Direction 1: Print these rows again, with no change to any character: the stretch from the row containing "Using the image above, draw a bounding box around the blue" through the row containing "[454,157,844,605]".

Excerpt:
Context-Based DSL Style¶
As described in the Declarative DSL Style tutorial, you can choose between the imperative, the context-based, and the declarative DSL style when writing experiments. This tutorial describes the context-based style.
Like the imperative style, the context-based style provides a syntax where the structure of the experiment
matches the structure of the Python code you write and makes extensive use of the Python with statement.
In addition, it provides an experiment context that reduces the amount of boilerplate and results in more compact and readable experiments.
The context-based style supports writing experiments in two ways:
- Using signal lines directly.
- Using qubits.
The two ways overlap substantially -- only how the experiment context is created differs. This tutorial covers both.
Imports¶
Everything one needs to build experiments using the context-based DSL is available in laboneq.simple.dsl. Let's import it now along with the rest of laboneq.simple:
from laboneq.simple import *
Add create a demonstration device setup to work with:
# Example device setup creator:
from laboneq.contrib.example_helpers.generate_device_setup import (
generate_device_setup_qubits,
)

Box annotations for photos
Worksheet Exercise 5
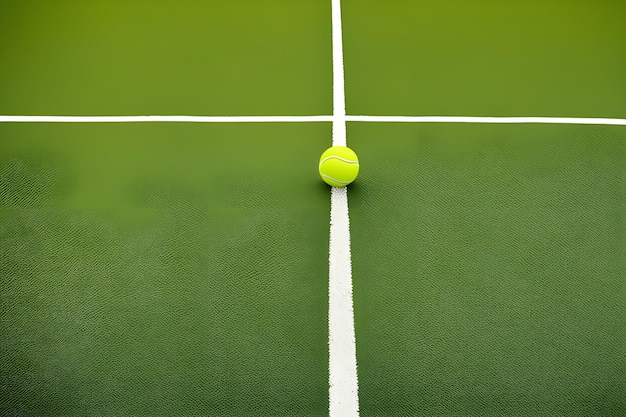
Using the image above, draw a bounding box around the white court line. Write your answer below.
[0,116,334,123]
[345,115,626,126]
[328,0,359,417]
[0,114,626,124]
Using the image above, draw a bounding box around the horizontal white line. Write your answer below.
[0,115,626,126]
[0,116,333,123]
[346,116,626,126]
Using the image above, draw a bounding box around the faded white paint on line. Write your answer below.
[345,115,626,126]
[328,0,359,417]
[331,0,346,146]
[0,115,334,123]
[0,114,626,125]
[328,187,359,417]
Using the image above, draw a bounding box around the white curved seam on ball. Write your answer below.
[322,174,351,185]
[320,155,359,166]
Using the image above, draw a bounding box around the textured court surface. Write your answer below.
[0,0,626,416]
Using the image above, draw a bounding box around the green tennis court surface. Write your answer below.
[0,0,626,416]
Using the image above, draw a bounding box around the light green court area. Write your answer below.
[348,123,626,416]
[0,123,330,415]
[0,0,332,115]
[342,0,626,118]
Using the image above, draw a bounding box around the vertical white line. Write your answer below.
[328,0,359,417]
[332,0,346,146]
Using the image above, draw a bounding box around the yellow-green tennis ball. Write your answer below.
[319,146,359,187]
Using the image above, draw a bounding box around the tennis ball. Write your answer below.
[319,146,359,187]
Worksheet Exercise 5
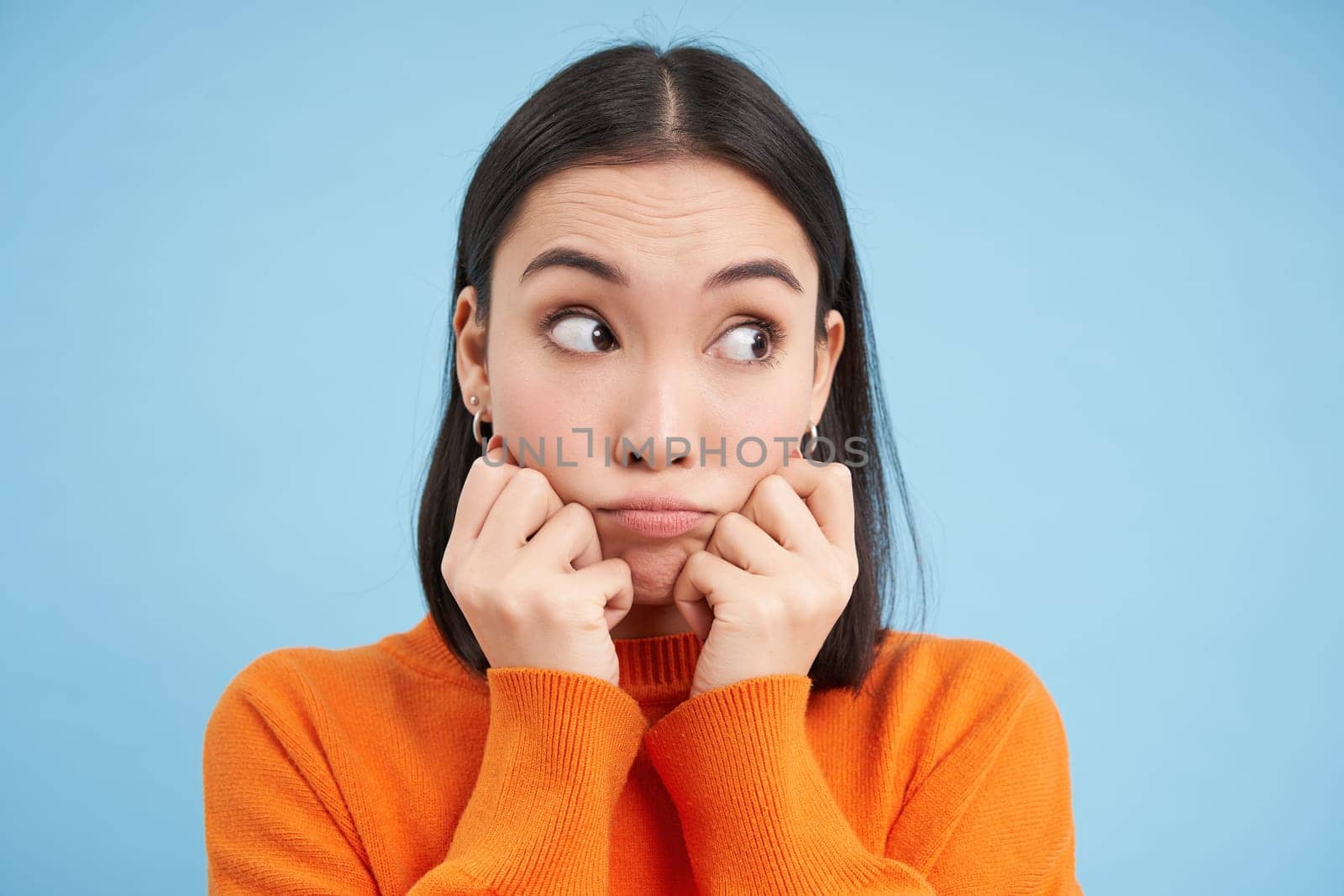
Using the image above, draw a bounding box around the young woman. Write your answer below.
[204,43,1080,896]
* * *
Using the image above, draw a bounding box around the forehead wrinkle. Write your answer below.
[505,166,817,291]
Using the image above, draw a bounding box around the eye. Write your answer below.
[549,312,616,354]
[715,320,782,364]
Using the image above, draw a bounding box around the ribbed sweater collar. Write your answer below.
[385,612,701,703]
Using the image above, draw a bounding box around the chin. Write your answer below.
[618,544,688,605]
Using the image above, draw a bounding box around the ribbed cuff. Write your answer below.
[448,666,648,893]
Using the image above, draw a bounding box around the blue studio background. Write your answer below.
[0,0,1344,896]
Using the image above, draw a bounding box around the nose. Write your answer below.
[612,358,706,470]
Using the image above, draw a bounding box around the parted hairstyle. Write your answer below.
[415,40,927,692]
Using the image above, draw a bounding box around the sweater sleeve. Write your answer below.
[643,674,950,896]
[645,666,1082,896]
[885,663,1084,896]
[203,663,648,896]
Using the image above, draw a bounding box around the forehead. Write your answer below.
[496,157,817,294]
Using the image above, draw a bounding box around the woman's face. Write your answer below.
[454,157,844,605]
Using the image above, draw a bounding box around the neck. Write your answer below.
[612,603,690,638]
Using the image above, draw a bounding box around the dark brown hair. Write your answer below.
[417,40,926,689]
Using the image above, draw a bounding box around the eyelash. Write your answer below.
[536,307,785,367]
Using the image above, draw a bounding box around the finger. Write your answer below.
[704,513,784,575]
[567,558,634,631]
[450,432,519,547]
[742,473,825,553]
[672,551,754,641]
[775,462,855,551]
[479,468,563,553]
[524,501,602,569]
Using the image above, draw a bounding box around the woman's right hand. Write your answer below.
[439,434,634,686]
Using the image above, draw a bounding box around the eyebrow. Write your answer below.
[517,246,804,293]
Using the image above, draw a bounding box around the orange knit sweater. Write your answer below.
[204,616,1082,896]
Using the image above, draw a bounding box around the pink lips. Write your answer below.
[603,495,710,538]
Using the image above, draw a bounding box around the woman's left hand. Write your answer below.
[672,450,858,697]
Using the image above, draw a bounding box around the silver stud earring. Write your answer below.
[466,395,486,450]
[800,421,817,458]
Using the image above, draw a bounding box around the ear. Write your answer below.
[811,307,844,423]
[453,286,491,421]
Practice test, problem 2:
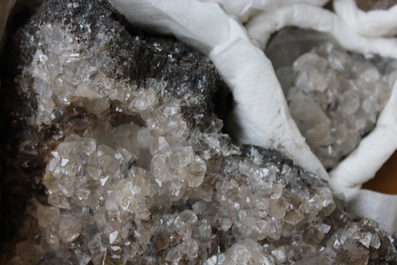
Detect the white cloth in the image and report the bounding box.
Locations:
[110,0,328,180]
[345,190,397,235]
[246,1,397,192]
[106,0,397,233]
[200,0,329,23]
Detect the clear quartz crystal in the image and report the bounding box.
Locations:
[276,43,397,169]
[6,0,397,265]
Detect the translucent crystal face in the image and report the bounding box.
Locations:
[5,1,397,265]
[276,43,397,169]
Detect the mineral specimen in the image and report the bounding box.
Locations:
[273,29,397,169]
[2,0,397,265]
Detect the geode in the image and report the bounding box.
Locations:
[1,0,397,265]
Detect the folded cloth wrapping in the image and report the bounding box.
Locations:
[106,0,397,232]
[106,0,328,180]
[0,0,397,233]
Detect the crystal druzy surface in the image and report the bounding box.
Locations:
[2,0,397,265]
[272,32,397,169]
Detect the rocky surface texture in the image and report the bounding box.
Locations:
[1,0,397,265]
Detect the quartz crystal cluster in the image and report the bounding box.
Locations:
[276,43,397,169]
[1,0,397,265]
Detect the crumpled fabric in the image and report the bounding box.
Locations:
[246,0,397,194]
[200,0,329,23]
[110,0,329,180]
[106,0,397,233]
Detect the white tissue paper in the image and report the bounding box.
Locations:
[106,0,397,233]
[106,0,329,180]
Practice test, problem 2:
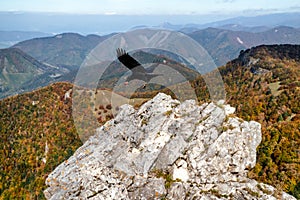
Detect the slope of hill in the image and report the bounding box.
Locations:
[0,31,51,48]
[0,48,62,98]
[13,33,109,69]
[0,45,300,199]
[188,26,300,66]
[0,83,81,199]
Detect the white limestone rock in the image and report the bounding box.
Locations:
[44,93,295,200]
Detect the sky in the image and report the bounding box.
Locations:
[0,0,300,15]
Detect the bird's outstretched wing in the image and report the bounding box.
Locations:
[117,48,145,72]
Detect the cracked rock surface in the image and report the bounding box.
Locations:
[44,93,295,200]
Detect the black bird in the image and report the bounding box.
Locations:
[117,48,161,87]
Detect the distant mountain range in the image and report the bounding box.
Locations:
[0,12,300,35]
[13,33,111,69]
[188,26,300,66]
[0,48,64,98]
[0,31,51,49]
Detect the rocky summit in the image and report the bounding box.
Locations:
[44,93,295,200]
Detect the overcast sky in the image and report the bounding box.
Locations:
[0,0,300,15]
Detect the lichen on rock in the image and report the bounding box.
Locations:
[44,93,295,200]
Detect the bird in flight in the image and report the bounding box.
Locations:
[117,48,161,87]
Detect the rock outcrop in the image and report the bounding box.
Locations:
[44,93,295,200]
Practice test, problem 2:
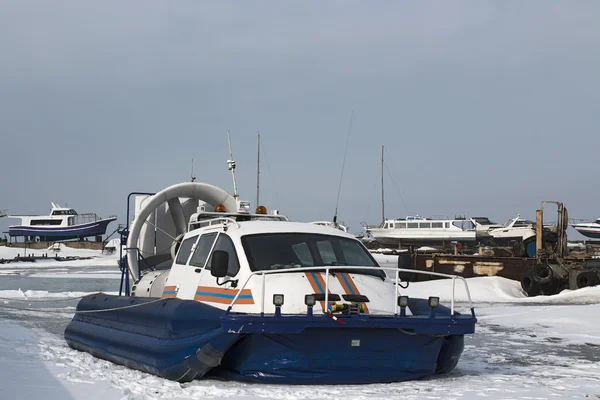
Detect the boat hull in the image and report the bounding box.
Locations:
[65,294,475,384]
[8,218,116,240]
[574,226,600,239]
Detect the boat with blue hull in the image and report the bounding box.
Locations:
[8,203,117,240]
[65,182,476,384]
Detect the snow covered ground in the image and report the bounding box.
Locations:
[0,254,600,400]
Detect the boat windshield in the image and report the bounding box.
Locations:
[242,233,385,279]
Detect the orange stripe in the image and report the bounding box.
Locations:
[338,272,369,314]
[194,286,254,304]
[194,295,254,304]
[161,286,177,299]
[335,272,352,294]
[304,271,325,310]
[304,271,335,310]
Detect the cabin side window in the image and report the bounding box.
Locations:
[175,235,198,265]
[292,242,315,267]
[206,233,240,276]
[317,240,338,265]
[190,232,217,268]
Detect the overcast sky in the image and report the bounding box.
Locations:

Direction 2: Output the stretch from "The context-based style supports" through "tutorial covers both." of the context-based DSL style tutorial, keeping every word and character the same.

Exercise response 1:
Using the image above, draw a bounding box around the blue studio background. Write your answer below.
[0,0,1344,896]
Using the image above, draw a bounding box around the nose. Write your answer below.
[612,358,706,470]
Using the image above, draw a bounding box around the parted hairstyle. Write your answer below.
[415,40,927,692]
Using the image above, draw a bounding box around the sweater sleeve. Write your answer below.
[643,674,950,896]
[645,666,1082,896]
[885,663,1084,896]
[203,663,648,896]
Using the image above, draw a bounding box around the forehead. Write your answer below.
[496,157,817,294]
Using the image above, draw a bounding box around the woman's face. Write your answer below.
[454,157,844,605]

Exercise response 2:
The context-based style supports writing experiments in two ways:
- Using signal lines directly.
- Using qubits.
The two ways overlap substantially -- only how the experiment context is created differs. This tutorial covers both.